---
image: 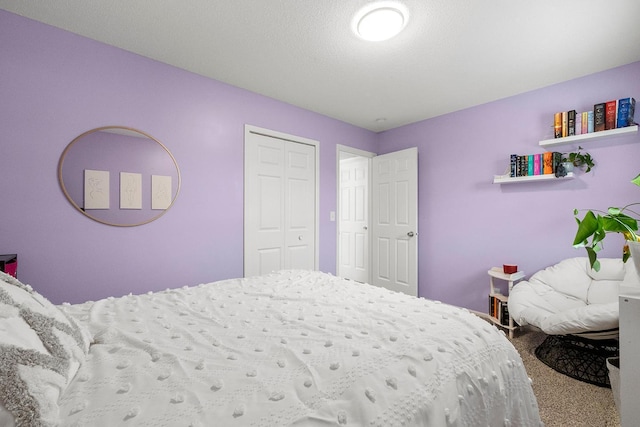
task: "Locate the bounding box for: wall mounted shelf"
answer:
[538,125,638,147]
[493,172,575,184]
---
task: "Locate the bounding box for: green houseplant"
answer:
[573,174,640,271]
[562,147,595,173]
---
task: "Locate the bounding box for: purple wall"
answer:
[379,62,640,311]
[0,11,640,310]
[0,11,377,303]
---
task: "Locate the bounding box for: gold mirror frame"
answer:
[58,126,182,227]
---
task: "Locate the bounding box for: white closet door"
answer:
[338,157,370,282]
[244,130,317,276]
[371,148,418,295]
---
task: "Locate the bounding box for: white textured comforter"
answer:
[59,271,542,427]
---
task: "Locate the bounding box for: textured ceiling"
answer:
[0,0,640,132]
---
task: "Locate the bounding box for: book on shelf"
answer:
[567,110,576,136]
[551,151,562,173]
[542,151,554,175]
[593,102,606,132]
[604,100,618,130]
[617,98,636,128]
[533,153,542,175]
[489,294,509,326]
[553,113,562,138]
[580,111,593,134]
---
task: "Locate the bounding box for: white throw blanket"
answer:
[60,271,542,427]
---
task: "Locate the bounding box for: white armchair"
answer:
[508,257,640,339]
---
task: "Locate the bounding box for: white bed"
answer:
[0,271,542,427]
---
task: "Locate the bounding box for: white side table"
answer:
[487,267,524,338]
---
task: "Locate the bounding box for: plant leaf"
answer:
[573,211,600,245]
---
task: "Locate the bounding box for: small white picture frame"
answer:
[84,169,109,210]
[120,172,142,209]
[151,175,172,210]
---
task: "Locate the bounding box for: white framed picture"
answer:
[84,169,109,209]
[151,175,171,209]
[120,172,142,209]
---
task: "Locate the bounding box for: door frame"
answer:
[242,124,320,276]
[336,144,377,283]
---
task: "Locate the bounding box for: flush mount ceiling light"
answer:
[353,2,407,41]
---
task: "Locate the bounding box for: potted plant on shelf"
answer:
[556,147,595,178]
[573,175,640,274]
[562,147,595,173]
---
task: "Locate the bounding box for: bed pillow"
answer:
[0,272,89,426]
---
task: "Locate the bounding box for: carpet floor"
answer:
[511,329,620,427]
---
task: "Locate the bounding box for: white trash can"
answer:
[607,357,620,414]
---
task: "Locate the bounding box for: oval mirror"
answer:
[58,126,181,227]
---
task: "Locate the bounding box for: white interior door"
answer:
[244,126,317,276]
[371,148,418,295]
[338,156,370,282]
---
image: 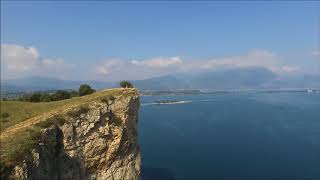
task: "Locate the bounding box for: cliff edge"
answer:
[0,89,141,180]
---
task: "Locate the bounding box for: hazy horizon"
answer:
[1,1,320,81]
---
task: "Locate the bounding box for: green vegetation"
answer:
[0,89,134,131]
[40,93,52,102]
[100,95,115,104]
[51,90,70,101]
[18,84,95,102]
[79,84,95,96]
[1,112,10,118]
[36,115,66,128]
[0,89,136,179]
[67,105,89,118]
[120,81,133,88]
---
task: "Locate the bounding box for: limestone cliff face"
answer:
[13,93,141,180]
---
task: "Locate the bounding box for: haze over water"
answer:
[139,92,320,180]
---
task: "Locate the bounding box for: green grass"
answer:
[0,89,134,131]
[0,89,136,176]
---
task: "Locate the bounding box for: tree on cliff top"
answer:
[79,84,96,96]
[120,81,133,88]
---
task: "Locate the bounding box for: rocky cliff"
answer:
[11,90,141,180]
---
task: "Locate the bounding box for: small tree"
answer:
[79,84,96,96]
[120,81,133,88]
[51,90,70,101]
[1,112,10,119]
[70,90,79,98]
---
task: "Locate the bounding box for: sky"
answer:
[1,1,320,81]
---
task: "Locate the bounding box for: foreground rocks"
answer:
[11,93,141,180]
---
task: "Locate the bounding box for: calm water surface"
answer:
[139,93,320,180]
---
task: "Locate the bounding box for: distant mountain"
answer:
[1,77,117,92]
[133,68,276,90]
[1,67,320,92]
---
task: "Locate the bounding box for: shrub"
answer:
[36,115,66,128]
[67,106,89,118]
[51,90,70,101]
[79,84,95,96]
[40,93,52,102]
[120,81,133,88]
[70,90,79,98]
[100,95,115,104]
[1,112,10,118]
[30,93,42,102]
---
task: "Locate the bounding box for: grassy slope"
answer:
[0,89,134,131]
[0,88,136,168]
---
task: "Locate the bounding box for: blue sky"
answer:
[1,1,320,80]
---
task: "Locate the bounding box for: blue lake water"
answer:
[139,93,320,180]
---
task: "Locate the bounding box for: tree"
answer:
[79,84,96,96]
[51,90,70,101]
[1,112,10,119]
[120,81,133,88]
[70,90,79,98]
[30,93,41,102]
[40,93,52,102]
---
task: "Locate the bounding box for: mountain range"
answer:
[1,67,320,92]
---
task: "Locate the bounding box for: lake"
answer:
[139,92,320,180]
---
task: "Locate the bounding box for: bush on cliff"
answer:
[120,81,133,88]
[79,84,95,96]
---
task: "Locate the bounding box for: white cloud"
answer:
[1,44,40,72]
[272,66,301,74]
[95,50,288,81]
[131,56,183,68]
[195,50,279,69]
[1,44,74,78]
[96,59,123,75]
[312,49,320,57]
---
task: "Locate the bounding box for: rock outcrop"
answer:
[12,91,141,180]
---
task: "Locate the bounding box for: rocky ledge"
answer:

Given instruction. Give all of the lines above as a numbered list, leaving out any blank lines and omitting the pictures.

The reply.
1. ---
2. image: 
3. task: "Locate the bounding box for: wall mounted shelf"
4. answer:
5. [538,125,638,147]
6. [493,172,575,184]
7. ---
8. task: "Locate the bounding box for: green houseplant"
9. answer:
10. [573,174,640,271]
11. [562,147,595,173]
12. ---
13. task: "Locate the bounding box for: purple wall"
14. answer:
15. [379,62,640,311]
16. [0,11,640,310]
17. [0,11,377,303]
18. ---
19. task: "Locate the bounding box for: gold mirror frame"
20. answer:
21. [58,126,182,227]
22. ---
23. task: "Locate the bounding box for: white closet door"
24. answer:
25. [338,157,370,282]
26. [244,130,317,276]
27. [371,148,418,295]
28. ---
29. task: "Locate the bounding box for: white textured comforter"
30. answer:
31. [59,271,542,427]
32. ---
33. task: "Locate the bounding box for: textured ceiling"
34. answer:
35. [0,0,640,132]
36. ---
37. task: "Locate the bounding box for: book on shelf"
38. answer:
39. [567,110,576,136]
40. [551,151,562,173]
41. [542,151,554,175]
42. [593,102,606,132]
43. [604,100,618,130]
44. [617,98,636,128]
45. [533,153,542,175]
46. [489,294,509,326]
47. [553,113,562,138]
48. [580,111,593,134]
49. ---
50. task: "Locate the bounding box for: white throw blanket"
51. answer:
52. [60,271,542,427]
53. ---
54. task: "Locate the bounding box for: white armchair"
55. answer:
56. [508,257,640,339]
57. ---
58. task: "Locate the bounding box for: white bed"
59. answer:
60. [0,271,542,427]
61. ---
62. task: "Locate the bounding box for: white side table"
63. answer:
64. [487,267,524,338]
65. ---
66. task: "Locate the bounding box for: plant leaf"
67. answer:
68. [573,211,600,245]
69. ---
70. task: "Locate the bounding box for: small white picture frame"
71. answer:
72. [84,169,109,210]
73. [120,172,142,209]
74. [151,175,172,210]
75. ---
76. task: "Locate the bounding box for: white framed picture"
77. answer:
78. [84,169,109,209]
79. [151,175,171,209]
80. [120,172,142,209]
81. ---
82. task: "Locate the bounding box for: door frame"
83. answer:
84. [242,124,320,276]
85. [336,144,377,283]
86. ---
87. task: "Locate the bounding box for: flush mount ceiling light"
88. answer:
89. [353,2,407,41]
90. ---
91. task: "Locate the bounding box for: potted plant on shelf"
92. answer:
93. [556,147,595,178]
94. [573,175,640,274]
95. [562,147,595,173]
96. ---
97. task: "Locate the bounding box for: bed pillow"
98. answer:
99. [0,272,89,426]
100. ---
101. task: "Locate the bounding box for: carpet floor"
102. answer:
103. [511,329,620,427]
104. ---
105. task: "Locate the bounding box for: white trash can"
106. answer:
107. [607,357,620,414]
108. ---
109. task: "Locate the bounding box for: oval mirror"
110. answer:
111. [58,126,181,227]
112. ---
113. task: "Locate the bounding box for: white interior door"
114. answer:
115. [244,126,317,276]
116. [371,148,418,295]
117. [338,156,370,282]
118. ---
119. image: 
120. task: "Locate the bounding box for: cliff edge"
121. answer:
122. [0,89,141,180]
123. ---
124. task: "Locate the bounding box for: hazy horizon"
125. answer:
126. [1,1,320,81]
127. ---
128. task: "Locate the bounding box for: green vegetation"
129. answer:
130. [0,89,134,131]
131. [40,93,52,102]
132. [100,95,115,104]
133. [51,90,70,101]
134. [18,84,95,102]
135. [79,84,95,96]
136. [1,112,10,118]
137. [36,115,66,128]
138. [0,89,136,179]
139. [67,105,89,118]
140. [120,81,133,88]
141. ---
142. task: "Locate the bounding box for: limestone cliff face"
143. answer:
144. [13,93,141,180]
145. ---
146. task: "Locate the bounding box for: haze over water"
147. answer:
148. [139,92,320,180]
149. ---
150. task: "Locate the bounding box for: green grass"
151. answer:
152. [0,89,134,131]
153. [0,89,136,176]
154. ---
155. task: "Locate the bounding box for: tree on cliff top"
156. answer:
157. [79,84,96,96]
158. [120,81,133,88]
159. ---
160. task: "Locate the bounding box for: rocky cliff"
161. answer:
162. [11,90,141,180]
163. ---
164. task: "Locate the bounding box for: small tree"
165. answer:
166. [79,84,96,96]
167. [120,81,133,88]
168. [51,90,70,101]
169. [1,112,10,119]
170. [70,90,79,98]
171. ---
172. task: "Locate the bounding box for: sky"
173. answer:
174. [1,1,320,81]
175. ---
176. task: "Locate the bounding box for: foreground rocks"
177. answer:
178. [11,93,141,180]
179. ---
180. task: "Locate the bounding box for: calm water surface"
181. answer:
182. [139,93,320,180]
183. ---
184. task: "Locate the bounding box for: distant mountain"
185. answer:
186. [1,77,117,92]
187. [133,68,276,90]
188. [1,67,320,92]
189. ---
190. task: "Locate the bounding box for: shrub"
191. answer:
192. [36,115,66,128]
193. [67,106,89,118]
194. [51,90,70,101]
195. [79,84,95,96]
196. [40,93,52,102]
197. [120,81,133,88]
198. [70,90,79,98]
199. [100,95,115,104]
200. [1,112,10,118]
201. [30,93,42,102]
202. ---
203. task: "Locate the bounding box for: grassy slope"
204. answer:
205. [0,89,134,131]
206. [0,88,136,168]
207. ---
208. task: "Locate the bounding box for: blue sky"
209. answer:
210. [1,1,320,80]
211. ---
212. task: "Locate the bounding box for: blue lake water"
213. answer:
214. [139,93,320,180]
215. ---
216. task: "Locate the bounding box for: tree"
217. answer:
218. [79,84,96,96]
219. [51,90,70,101]
220. [1,112,10,119]
221. [120,81,133,88]
222. [70,90,79,98]
223. [30,93,41,102]
224. [40,93,52,102]
225. ---
226. task: "Locate the bounding box for: mountain range"
227. answer:
228. [1,67,320,92]
229. ---
230. task: "Locate the bounding box for: lake"
231. answer:
232. [139,92,320,180]
233. ---
234. task: "Locate the bounding box for: bush on cliff"
235. answer:
236. [120,81,133,88]
237. [79,84,95,96]
238. ---
239. task: "Locate the bounding box for: white cloud"
240. answer:
241. [1,44,40,72]
242. [272,66,301,74]
243. [95,50,288,81]
244. [131,56,183,68]
245. [195,50,279,69]
246. [1,44,74,78]
247. [96,59,123,75]
248. [312,49,320,57]
249. ---
250. task: "Locate the bounding box for: rock outcrop"
251. answer:
252. [12,91,141,180]
253. ---
254. task: "Locate the bounding box for: rocky ledge"
255. answer:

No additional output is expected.